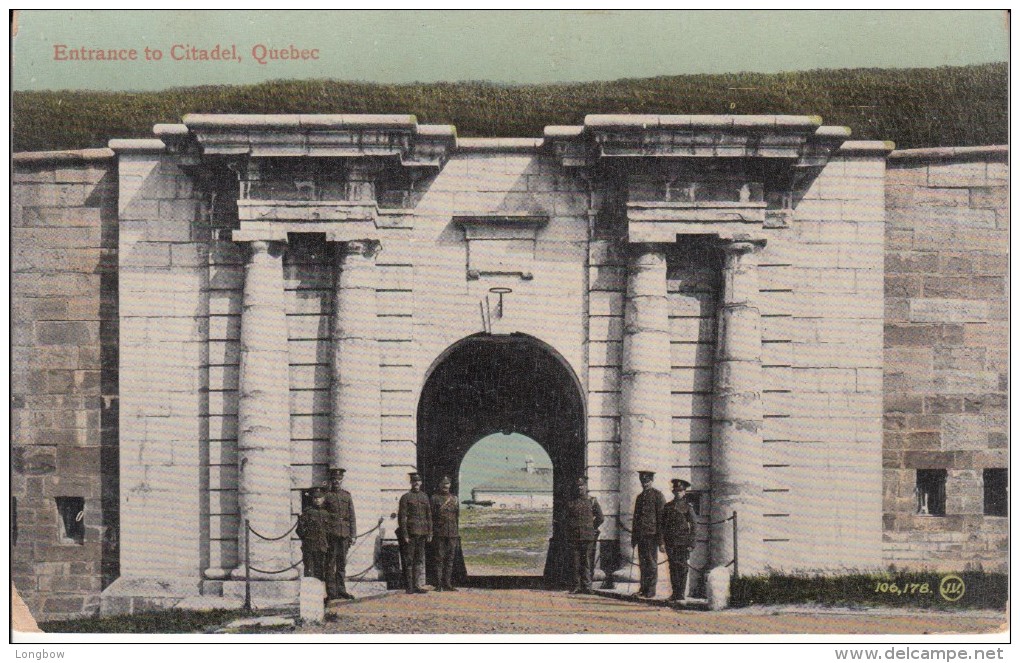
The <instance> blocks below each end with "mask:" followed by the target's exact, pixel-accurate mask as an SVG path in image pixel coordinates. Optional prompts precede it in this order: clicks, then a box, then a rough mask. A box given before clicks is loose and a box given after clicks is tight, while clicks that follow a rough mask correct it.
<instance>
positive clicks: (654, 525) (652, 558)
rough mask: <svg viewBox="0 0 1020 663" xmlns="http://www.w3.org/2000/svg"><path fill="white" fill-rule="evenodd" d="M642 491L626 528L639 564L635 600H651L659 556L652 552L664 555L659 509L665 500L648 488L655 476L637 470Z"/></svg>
mask: <svg viewBox="0 0 1020 663" xmlns="http://www.w3.org/2000/svg"><path fill="white" fill-rule="evenodd" d="M637 476H639V477H640V478H641V484H642V488H643V489H644V490H643V491H642V492H641V493H640V494H639V495H637V499H636V500H634V516H633V521H632V522H631V526H630V546H631V548H636V549H637V558H639V561H640V564H641V589H640V590H639V591H637V592H635V593H634V596H635V597H645V598H646V599H651V598H652V597H654V596H655V585H656V582H658V579H659V568H658V563H659V555H658V553H657V552H656V551H661V552H666V548H665V545H664V543H663V540H662V527H661V523H662V507H663V505H664V504H665V501H666V500H665V498H663V497H662V493H660V492H659V491H658V490H656V489H654V488H652V481H654V480H655V472H652V471H648V470H641V471H639V472H637Z"/></svg>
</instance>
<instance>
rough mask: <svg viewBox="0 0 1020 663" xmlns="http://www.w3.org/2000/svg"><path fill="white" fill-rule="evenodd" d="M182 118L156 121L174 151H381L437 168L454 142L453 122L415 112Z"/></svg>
mask: <svg viewBox="0 0 1020 663" xmlns="http://www.w3.org/2000/svg"><path fill="white" fill-rule="evenodd" d="M182 121H183V123H182V124H180V125H173V124H169V125H167V124H158V125H157V126H156V129H155V131H156V133H157V135H158V136H160V137H161V138H164V140H169V141H170V142H172V143H173V144H174V146H175V147H176V149H177V150H181V151H184V150H187V149H188V145H189V144H192V145H194V146H195V147H196V149H197V151H198V152H200V153H201V154H202V155H206V156H214V155H221V156H230V155H236V156H250V157H298V156H303V157H312V158H315V157H371V156H384V157H396V158H398V159H399V160H400V162H401V163H402V164H403V165H405V166H409V167H413V166H428V167H441V166H442V165H443V163H444V162H445V161H446V158H447V155H448V153H449V152H450V151H451V150H452V149H453V148H454V147H455V146H456V144H457V133H456V130H455V129H454V127H453V126H451V125H438V124H418V123H417V120H416V118H415V116H414V115H305V114H289V115H284V114H281V115H236V114H206V113H200V114H189V115H185V117H184V119H183V120H182ZM181 126H184V127H185V130H187V131H182V130H181V129H180V127H181Z"/></svg>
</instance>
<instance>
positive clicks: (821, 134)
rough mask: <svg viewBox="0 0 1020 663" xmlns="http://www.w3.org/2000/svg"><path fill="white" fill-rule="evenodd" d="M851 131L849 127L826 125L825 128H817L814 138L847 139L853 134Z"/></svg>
mask: <svg viewBox="0 0 1020 663" xmlns="http://www.w3.org/2000/svg"><path fill="white" fill-rule="evenodd" d="M853 133H854V132H853V130H851V129H850V127H849V126H838V125H835V124H827V125H825V126H819V127H818V131H817V132H815V136H817V137H818V138H841V139H848V138H850V136H851V135H852V134H853Z"/></svg>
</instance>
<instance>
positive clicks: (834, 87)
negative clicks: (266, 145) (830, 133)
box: [12, 62, 1009, 151]
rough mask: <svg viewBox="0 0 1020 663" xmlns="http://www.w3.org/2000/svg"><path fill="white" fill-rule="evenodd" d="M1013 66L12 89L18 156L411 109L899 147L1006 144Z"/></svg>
mask: <svg viewBox="0 0 1020 663" xmlns="http://www.w3.org/2000/svg"><path fill="white" fill-rule="evenodd" d="M1008 73H1009V67H1008V65H1007V63H1005V62H1002V63H992V64H982V65H973V66H959V67H938V68H915V69H819V70H812V71H794V72H786V73H773V74H766V73H750V72H744V73H727V74H698V75H679V77H658V78H653V79H629V80H620V81H611V82H596V83H576V84H563V85H533V86H502V85H494V84H489V83H442V84H410V85H381V84H371V83H357V82H343V81H325V80H316V81H271V82H268V83H262V84H257V85H248V86H210V87H198V88H180V89H170V90H164V91H159V92H138V93H133V92H94V91H55V92H15V93H14V94H13V98H12V104H13V146H14V150H15V151H31V150H56V149H81V148H89V147H102V146H104V145H106V142H107V141H108V140H109V139H111V138H137V137H146V136H149V135H151V131H152V125H153V124H155V123H157V122H176V121H180V119H181V117H182V116H184V115H185V114H187V113H192V112H209V113H413V114H415V115H416V116H417V119H418V121H419V122H422V123H425V122H427V123H449V124H456V126H457V130H458V133H459V134H460V135H461V136H492V137H508V136H522V137H528V136H531V137H537V136H541V135H542V130H543V127H544V126H546V125H547V124H577V123H580V122H581V121H582V120H583V116H584V115H585V114H588V113H696V114H701V113H708V114H718V113H721V114H727V113H731V114H756V113H782V114H812V115H821V116H822V117H823V118H824V120H825V122H826V123H828V124H841V125H847V126H850V127H851V129H852V130H853V132H854V138H855V139H876V140H890V141H895V142H896V143H897V146H898V147H900V148H917V147H937V146H966V145H992V144H1004V143H1006V142H1007V139H1008V103H1007V101H1008Z"/></svg>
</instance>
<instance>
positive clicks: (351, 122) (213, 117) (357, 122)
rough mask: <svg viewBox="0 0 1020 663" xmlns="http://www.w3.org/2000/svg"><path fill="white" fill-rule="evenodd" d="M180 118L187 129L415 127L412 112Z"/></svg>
mask: <svg viewBox="0 0 1020 663" xmlns="http://www.w3.org/2000/svg"><path fill="white" fill-rule="evenodd" d="M182 121H183V122H184V123H185V124H186V125H187V126H188V129H190V130H196V129H200V130H201V129H222V130H230V129H236V130H243V129H253V130H262V129H309V130H345V129H393V130H414V129H417V126H418V120H417V117H415V116H414V115H374V114H357V115H349V114H343V115H341V114H334V115H328V114H322V115H314V114H266V115H257V114H252V115H247V114H236V113H221V114H220V113H189V114H187V115H185V116H184V118H183V119H182Z"/></svg>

- - - - - - -

## PROBLEM DETAILS
Could you return the whole listing exactly, with every picture removed?

## FINAL ANSWER
The <instance> blocks below each end with "mask:" followed by the target's exact, pixel-accurate mask as an SVG path in image pixel coordinates. Optional prompts precede it in this order: clicks, then a box, then a rough mask. A box given before clicks is loose and a box given after clicks is tight, while clicks that follow a rough mask correct it.
<instance>
positive clicks: (654, 525) (652, 558)
rough mask: <svg viewBox="0 0 1020 663" xmlns="http://www.w3.org/2000/svg"><path fill="white" fill-rule="evenodd" d="M642 491L626 528L639 564L635 600H651L659 556L652 552L664 555L659 509L665 500L648 488L655 476L637 470Z"/></svg>
mask: <svg viewBox="0 0 1020 663" xmlns="http://www.w3.org/2000/svg"><path fill="white" fill-rule="evenodd" d="M637 476H639V477H640V478H641V484H642V488H643V489H644V490H643V491H642V492H641V493H640V494H639V495H637V499H636V500H634V516H633V521H632V522H631V526H630V546H631V548H636V549H637V558H639V561H640V564H641V589H640V590H639V591H637V592H635V593H634V596H635V597H645V598H646V599H651V598H652V597H654V596H655V585H656V582H658V579H659V568H658V563H659V555H658V553H657V552H656V551H661V552H666V548H665V545H664V543H663V540H662V527H661V523H662V507H663V505H664V504H665V501H666V500H665V498H663V497H662V493H660V492H659V491H658V490H656V489H654V488H652V481H654V480H655V472H652V471H648V470H641V471H639V472H637Z"/></svg>
</instance>
<instance>
rough mask: <svg viewBox="0 0 1020 663" xmlns="http://www.w3.org/2000/svg"><path fill="white" fill-rule="evenodd" d="M182 118L156 121L174 151H381L437 168L454 142L453 122L415 112Z"/></svg>
mask: <svg viewBox="0 0 1020 663" xmlns="http://www.w3.org/2000/svg"><path fill="white" fill-rule="evenodd" d="M182 121H183V123H182V124H180V125H173V124H169V125H167V124H158V125H157V126H156V129H155V131H156V133H157V135H158V136H160V137H161V138H164V140H169V141H170V142H172V143H173V144H174V146H175V147H176V149H177V150H181V151H184V150H187V149H188V145H189V144H192V145H194V146H195V147H196V149H197V151H198V152H200V153H201V154H202V155H206V156H214V155H221V156H230V155H236V156H250V157H298V156H303V157H312V158H315V157H371V156H384V157H396V158H398V159H399V160H400V162H401V163H402V164H403V165H405V166H409V167H413V166H428V167H441V166H442V165H443V163H444V162H445V161H446V158H447V155H448V153H449V152H450V151H451V150H452V149H453V148H454V147H455V146H456V144H457V133H456V130H455V129H454V127H453V126H451V125H438V124H418V123H417V120H416V118H415V116H414V115H305V114H289V115H284V114H281V115H236V114H206V113H200V114H189V115H185V117H184V119H183V120H182ZM181 126H184V127H185V130H187V131H182V130H181V129H180V127H181Z"/></svg>
</instance>
<instance>
positive clicks: (821, 134)
rough mask: <svg viewBox="0 0 1020 663" xmlns="http://www.w3.org/2000/svg"><path fill="white" fill-rule="evenodd" d="M851 131L849 127L826 125L825 128H817L814 138L847 139L853 134Z"/></svg>
mask: <svg viewBox="0 0 1020 663" xmlns="http://www.w3.org/2000/svg"><path fill="white" fill-rule="evenodd" d="M853 133H854V132H853V130H851V129H850V127H849V126H838V125H835V124H827V125H825V126H819V127H818V131H817V132H815V136H817V137H818V138H841V139H848V138H850V136H851V135H852V134H853Z"/></svg>
</instance>
<instance>
positive clicks: (834, 87)
negative clicks: (266, 145) (830, 133)
box: [12, 62, 1009, 151]
rough mask: <svg viewBox="0 0 1020 663" xmlns="http://www.w3.org/2000/svg"><path fill="white" fill-rule="evenodd" d="M1013 66L12 89L18 156L411 109L899 147L1006 144Z"/></svg>
mask: <svg viewBox="0 0 1020 663" xmlns="http://www.w3.org/2000/svg"><path fill="white" fill-rule="evenodd" d="M1008 73H1009V67H1008V65H1007V63H1005V62H1002V63H992V64H982V65H973V66H959V67H938V68H915V69H819V70H812V71H794V72H786V73H773V74H766V73H750V72H744V73H727V74H698V75H679V77H658V78H653V79H629V80H620V81H611V82H596V83H576V84H563V85H533V86H502V85H494V84H489V83H442V84H410V85H381V84H371V83H357V82H343V81H325V80H316V81H271V82H268V83H262V84H257V85H248V86H210V87H198V88H180V89H170V90H164V91H159V92H138V93H133V92H94V91H55V92H15V93H14V94H13V98H12V104H13V146H14V150H15V151H31V150H56V149H81V148H89V147H102V146H104V145H106V142H107V141H108V140H109V139H111V138H137V137H146V136H149V135H151V131H152V125H153V124H155V123H157V122H176V121H180V119H181V117H182V116H184V115H185V114H187V113H192V112H209V113H413V114H415V115H416V116H417V119H418V121H419V122H422V123H425V122H427V123H449V124H456V126H457V130H458V133H459V134H460V135H461V136H492V137H508V136H522V137H528V136H531V137H537V136H541V135H542V130H543V127H544V126H546V125H547V124H577V123H580V122H581V121H582V120H583V116H584V115H585V114H588V113H696V114H701V113H708V114H718V113H721V114H727V113H731V114H756V113H782V114H812V115H821V116H822V117H823V118H824V120H825V122H826V123H828V124H841V125H847V126H850V127H851V129H852V130H853V132H854V138H855V139H876V140H890V141H895V142H896V143H897V146H898V147H900V148H917V147H937V146H966V145H992V144H1004V143H1006V142H1007V139H1008V103H1007V101H1008Z"/></svg>
</instance>
<instance>
positive clicks: (351, 122) (213, 117) (357, 122)
rough mask: <svg viewBox="0 0 1020 663" xmlns="http://www.w3.org/2000/svg"><path fill="white" fill-rule="evenodd" d="M180 118L187 129L415 127L412 112Z"/></svg>
mask: <svg viewBox="0 0 1020 663" xmlns="http://www.w3.org/2000/svg"><path fill="white" fill-rule="evenodd" d="M182 121H183V122H184V123H185V124H186V125H187V126H188V129H190V130H196V129H200V130H201V129H222V130H230V129H236V130H243V129H253V130H262V129H309V130H345V129H393V130H414V129H417V126H418V120H417V117H415V116H414V115H374V114H357V115H349V114H343V115H341V114H334V115H328V114H322V115H314V114H266V115H257V114H252V115H247V114H236V113H221V114H220V113H189V114H187V115H185V116H184V118H183V119H182Z"/></svg>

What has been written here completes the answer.